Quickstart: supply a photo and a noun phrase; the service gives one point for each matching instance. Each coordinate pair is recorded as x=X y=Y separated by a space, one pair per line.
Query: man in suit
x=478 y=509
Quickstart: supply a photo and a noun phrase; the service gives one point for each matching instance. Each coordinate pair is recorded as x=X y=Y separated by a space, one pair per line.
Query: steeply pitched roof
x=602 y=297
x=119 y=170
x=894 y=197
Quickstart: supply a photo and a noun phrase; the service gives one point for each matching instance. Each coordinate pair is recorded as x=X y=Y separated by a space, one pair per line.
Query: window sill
════════════════════
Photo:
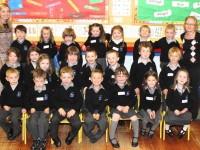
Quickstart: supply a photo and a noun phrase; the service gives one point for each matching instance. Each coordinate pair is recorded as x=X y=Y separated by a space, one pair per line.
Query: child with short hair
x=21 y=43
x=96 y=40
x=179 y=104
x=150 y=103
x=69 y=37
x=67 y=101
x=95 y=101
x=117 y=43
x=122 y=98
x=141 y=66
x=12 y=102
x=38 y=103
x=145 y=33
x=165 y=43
════════════════════
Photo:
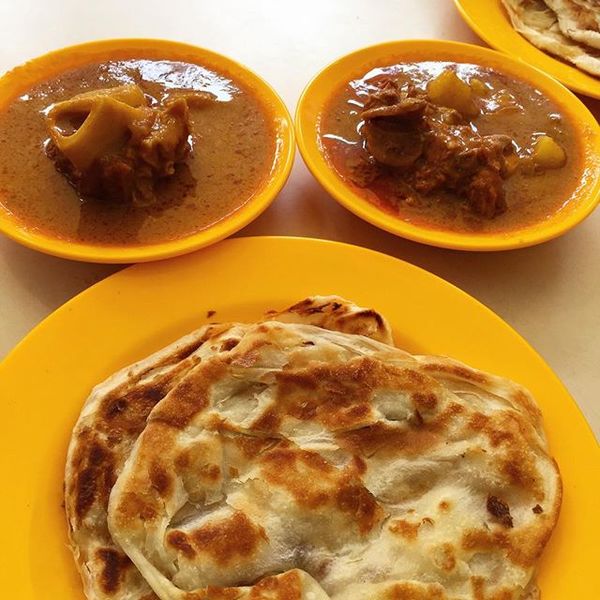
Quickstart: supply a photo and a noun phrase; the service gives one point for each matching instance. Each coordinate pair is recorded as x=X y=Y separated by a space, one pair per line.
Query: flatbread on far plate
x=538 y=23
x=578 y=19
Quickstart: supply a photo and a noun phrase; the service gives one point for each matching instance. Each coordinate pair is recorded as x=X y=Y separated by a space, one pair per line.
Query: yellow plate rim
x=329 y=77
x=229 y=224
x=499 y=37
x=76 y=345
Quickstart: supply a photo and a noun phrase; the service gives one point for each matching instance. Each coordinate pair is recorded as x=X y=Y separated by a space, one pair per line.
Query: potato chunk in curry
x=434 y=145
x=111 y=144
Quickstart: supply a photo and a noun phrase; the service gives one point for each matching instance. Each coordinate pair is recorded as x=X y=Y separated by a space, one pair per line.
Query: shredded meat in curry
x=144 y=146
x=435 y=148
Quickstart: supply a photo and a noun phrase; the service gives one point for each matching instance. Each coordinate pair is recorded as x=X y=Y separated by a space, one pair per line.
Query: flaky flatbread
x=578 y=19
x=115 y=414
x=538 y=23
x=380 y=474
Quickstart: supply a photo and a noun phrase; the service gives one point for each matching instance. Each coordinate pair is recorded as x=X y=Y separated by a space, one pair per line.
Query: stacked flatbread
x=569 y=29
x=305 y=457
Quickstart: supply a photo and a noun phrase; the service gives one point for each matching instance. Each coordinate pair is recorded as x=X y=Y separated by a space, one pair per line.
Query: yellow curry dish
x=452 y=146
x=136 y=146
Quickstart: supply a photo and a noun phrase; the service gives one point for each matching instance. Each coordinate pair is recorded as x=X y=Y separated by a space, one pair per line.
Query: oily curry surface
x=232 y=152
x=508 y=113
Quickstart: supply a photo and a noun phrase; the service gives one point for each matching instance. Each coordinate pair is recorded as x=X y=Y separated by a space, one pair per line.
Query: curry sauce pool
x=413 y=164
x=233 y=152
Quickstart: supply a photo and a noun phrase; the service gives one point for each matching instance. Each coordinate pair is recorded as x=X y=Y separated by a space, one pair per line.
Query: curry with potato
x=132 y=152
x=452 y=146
════════════════════
_REQUIREMENT:_ Gather every line of the material that contains the word "plate" and list them.

_OUTPUT:_
Query: flatbread on far plate
Query: yellow plate rim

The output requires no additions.